Could you restate the data word for word?

[Start of section]

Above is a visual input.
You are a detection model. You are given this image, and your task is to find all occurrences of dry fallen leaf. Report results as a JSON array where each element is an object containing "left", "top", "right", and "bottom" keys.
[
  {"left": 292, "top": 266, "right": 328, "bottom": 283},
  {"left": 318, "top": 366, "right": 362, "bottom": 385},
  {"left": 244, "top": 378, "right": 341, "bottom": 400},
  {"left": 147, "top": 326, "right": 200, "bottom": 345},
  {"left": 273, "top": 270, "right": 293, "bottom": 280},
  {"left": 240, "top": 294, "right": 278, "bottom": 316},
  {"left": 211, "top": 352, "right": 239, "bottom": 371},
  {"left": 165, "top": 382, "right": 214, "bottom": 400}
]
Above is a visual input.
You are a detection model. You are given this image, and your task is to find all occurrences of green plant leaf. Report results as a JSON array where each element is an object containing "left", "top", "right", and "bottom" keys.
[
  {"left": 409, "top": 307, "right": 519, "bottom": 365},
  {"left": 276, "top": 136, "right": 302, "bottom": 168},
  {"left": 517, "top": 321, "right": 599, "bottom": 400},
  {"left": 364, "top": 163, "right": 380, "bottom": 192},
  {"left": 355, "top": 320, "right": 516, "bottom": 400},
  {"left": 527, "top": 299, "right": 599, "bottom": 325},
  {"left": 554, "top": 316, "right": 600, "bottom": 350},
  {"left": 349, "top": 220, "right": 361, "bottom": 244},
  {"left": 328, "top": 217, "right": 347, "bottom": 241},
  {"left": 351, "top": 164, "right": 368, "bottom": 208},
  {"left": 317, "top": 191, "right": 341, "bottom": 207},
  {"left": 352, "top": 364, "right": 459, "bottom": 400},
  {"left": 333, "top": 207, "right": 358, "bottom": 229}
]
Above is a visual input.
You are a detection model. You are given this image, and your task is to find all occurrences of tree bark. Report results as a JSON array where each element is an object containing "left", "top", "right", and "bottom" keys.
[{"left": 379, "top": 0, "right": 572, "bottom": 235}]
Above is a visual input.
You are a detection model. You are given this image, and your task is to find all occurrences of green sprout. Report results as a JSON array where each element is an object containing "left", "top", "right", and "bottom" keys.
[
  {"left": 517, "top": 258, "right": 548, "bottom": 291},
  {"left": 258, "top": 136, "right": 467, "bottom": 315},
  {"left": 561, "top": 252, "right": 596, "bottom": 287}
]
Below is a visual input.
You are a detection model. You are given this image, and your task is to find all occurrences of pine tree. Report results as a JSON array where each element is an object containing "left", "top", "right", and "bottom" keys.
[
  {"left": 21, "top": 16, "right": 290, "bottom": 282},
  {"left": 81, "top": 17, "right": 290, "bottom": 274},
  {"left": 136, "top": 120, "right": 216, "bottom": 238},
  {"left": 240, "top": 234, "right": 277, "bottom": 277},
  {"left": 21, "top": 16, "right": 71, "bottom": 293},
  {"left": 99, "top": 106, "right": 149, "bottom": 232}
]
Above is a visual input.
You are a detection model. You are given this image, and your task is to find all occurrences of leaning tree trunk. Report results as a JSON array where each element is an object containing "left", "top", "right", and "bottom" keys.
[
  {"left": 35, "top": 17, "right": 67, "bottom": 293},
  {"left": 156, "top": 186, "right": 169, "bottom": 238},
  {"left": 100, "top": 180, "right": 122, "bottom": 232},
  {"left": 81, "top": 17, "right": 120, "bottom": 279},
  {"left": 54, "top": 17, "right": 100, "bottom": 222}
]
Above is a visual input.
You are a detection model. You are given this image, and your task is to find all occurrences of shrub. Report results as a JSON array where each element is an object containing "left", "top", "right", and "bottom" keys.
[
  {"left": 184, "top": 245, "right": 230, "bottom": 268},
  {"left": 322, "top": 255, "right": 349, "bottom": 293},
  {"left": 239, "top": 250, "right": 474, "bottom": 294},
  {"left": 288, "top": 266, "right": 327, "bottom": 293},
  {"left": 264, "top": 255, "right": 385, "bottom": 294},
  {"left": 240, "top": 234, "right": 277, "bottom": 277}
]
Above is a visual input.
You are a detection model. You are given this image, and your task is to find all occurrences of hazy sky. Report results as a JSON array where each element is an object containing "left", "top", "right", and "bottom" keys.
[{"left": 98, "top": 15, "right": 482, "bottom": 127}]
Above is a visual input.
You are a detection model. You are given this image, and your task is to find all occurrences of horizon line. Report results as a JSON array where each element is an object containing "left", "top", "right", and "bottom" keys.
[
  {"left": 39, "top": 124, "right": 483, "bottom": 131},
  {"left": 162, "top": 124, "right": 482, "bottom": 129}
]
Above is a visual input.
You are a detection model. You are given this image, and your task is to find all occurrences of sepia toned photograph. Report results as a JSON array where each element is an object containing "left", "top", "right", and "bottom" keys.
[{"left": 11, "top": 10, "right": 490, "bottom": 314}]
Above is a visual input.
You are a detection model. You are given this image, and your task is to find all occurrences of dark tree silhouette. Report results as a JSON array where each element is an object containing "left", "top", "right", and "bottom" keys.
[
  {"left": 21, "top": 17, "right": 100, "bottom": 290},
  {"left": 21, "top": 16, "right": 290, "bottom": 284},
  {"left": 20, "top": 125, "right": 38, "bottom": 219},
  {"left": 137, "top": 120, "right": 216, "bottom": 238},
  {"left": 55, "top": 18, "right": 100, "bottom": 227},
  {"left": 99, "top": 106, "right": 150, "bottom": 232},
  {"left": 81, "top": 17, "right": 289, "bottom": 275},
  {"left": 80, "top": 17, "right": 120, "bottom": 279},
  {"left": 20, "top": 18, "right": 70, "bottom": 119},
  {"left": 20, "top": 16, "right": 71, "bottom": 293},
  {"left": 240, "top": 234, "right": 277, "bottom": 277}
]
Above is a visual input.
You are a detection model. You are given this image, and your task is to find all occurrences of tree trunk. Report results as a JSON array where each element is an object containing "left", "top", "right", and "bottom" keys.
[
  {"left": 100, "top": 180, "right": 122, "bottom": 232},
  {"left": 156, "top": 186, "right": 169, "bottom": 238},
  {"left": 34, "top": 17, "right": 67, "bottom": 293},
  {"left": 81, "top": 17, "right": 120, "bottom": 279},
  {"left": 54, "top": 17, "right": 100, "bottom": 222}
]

[End of section]

Problem solution>
Above is a visual input.
You are a detection model. You are given this image, and your task is to find all occurrences of dry fallen leaf. Report results as a JSON array where each element is an object containing "left", "top", "right", and "bottom" keys.
[
  {"left": 292, "top": 266, "right": 328, "bottom": 283},
  {"left": 318, "top": 366, "right": 362, "bottom": 385},
  {"left": 244, "top": 378, "right": 341, "bottom": 400},
  {"left": 147, "top": 326, "right": 200, "bottom": 345},
  {"left": 273, "top": 270, "right": 293, "bottom": 280},
  {"left": 240, "top": 294, "right": 278, "bottom": 316},
  {"left": 211, "top": 352, "right": 239, "bottom": 371},
  {"left": 165, "top": 382, "right": 214, "bottom": 400}
]
Above is a visual input.
You are a detection model. You are given this image, and your task is to find all occurrences of green plant leaf. Report results as a JSON array where each element is an object containing "left", "top", "right", and "bottom" keys.
[
  {"left": 409, "top": 307, "right": 519, "bottom": 365},
  {"left": 276, "top": 136, "right": 302, "bottom": 168},
  {"left": 517, "top": 321, "right": 599, "bottom": 400},
  {"left": 364, "top": 163, "right": 380, "bottom": 192},
  {"left": 355, "top": 320, "right": 516, "bottom": 400},
  {"left": 527, "top": 299, "right": 599, "bottom": 325},
  {"left": 554, "top": 316, "right": 600, "bottom": 350},
  {"left": 349, "top": 220, "right": 361, "bottom": 244},
  {"left": 328, "top": 217, "right": 347, "bottom": 241},
  {"left": 351, "top": 164, "right": 368, "bottom": 208},
  {"left": 317, "top": 191, "right": 341, "bottom": 207},
  {"left": 352, "top": 364, "right": 459, "bottom": 400},
  {"left": 333, "top": 207, "right": 358, "bottom": 229}
]
Above is a visual input.
You are a detection model. You are given this image, and your task is to find all occurrences of tree bark. Report results as a JSON array where each element is an object containing "left", "top", "right", and "bottom" keys.
[{"left": 379, "top": 0, "right": 572, "bottom": 235}]
Above is a visual input.
You are a detection model. You are given this image, and your task is to find all occurrences of green sprout. Report results as a JSON array where each element is an object containing "left", "top", "right", and "bottom" keys.
[
  {"left": 517, "top": 258, "right": 548, "bottom": 291},
  {"left": 258, "top": 136, "right": 467, "bottom": 315},
  {"left": 561, "top": 252, "right": 596, "bottom": 287}
]
Below is a visual input.
You are a detection model. You are given this image, and your task is to find all occurrences of pine tree. Report results as a JSON array where each element is an object containing "left", "top", "right", and "bottom" keys.
[
  {"left": 21, "top": 16, "right": 290, "bottom": 282},
  {"left": 81, "top": 17, "right": 290, "bottom": 274},
  {"left": 136, "top": 120, "right": 216, "bottom": 238},
  {"left": 240, "top": 234, "right": 277, "bottom": 277},
  {"left": 21, "top": 16, "right": 71, "bottom": 293},
  {"left": 99, "top": 106, "right": 149, "bottom": 232}
]
Above is a visual input.
You are a detection model. You are given this image, and your task is to find all occurrences of leaning tree trunk. Report results as a JSON array where each element is an object containing "left", "top", "right", and "bottom" keys.
[
  {"left": 35, "top": 17, "right": 67, "bottom": 293},
  {"left": 156, "top": 186, "right": 169, "bottom": 238},
  {"left": 100, "top": 180, "right": 122, "bottom": 232},
  {"left": 81, "top": 17, "right": 120, "bottom": 279},
  {"left": 54, "top": 17, "right": 100, "bottom": 222}
]
Above is a visual input.
You are a detection model. You are given this image, and your task is to find all occurrences of shrub. Report results as a JSON array where each element is an object containing "left", "top", "right", and "bottom" keys.
[
  {"left": 184, "top": 245, "right": 230, "bottom": 268},
  {"left": 322, "top": 255, "right": 349, "bottom": 293},
  {"left": 239, "top": 250, "right": 474, "bottom": 294},
  {"left": 288, "top": 266, "right": 327, "bottom": 293},
  {"left": 264, "top": 255, "right": 385, "bottom": 294},
  {"left": 240, "top": 234, "right": 277, "bottom": 277}
]
Above is a visual input.
You are a detection model. You are given this image, and your task is to find all occurrences of hazy sky. Report results as a JSON array where each element is an object containing "left", "top", "right", and "bottom" keys.
[{"left": 98, "top": 15, "right": 482, "bottom": 127}]
Above is a visual input.
You are a detection model. You are given this image, and your task is to find all occurrences of horizon line. Report results as a JSON array where each element is an object containing "left", "top", "right", and "bottom" keys.
[
  {"left": 39, "top": 124, "right": 483, "bottom": 131},
  {"left": 162, "top": 124, "right": 482, "bottom": 129}
]
Above is a visual input.
You are a detection model. You are given this image, and your task is to find all occurrences of sepia toned photograph. Report results as a JSON array where each element is an object containing "left", "top", "right", and "bottom" keys.
[{"left": 11, "top": 10, "right": 490, "bottom": 314}]
Above is a visual input.
You are a detection model. You are given this image, and your task is to find all occurrences of dark tree silhouette. Report results as a JSON array where each element is an object containing "left", "top", "right", and "bottom" keys.
[
  {"left": 21, "top": 17, "right": 100, "bottom": 290},
  {"left": 21, "top": 16, "right": 290, "bottom": 284},
  {"left": 20, "top": 125, "right": 38, "bottom": 219},
  {"left": 137, "top": 120, "right": 216, "bottom": 238},
  {"left": 55, "top": 18, "right": 100, "bottom": 227},
  {"left": 99, "top": 106, "right": 150, "bottom": 232},
  {"left": 81, "top": 17, "right": 289, "bottom": 275},
  {"left": 80, "top": 17, "right": 120, "bottom": 279},
  {"left": 20, "top": 18, "right": 70, "bottom": 119},
  {"left": 20, "top": 16, "right": 71, "bottom": 293},
  {"left": 240, "top": 234, "right": 277, "bottom": 277}
]
Above is a visual input.
You are a detection model. You are given this image, and your task is to find all occurrences of tree trunk. Report results as a JSON array where each element is an object containing "left", "top", "right", and "bottom" keys.
[
  {"left": 100, "top": 180, "right": 122, "bottom": 232},
  {"left": 156, "top": 186, "right": 169, "bottom": 238},
  {"left": 34, "top": 17, "right": 67, "bottom": 293},
  {"left": 81, "top": 17, "right": 120, "bottom": 279},
  {"left": 54, "top": 17, "right": 100, "bottom": 222}
]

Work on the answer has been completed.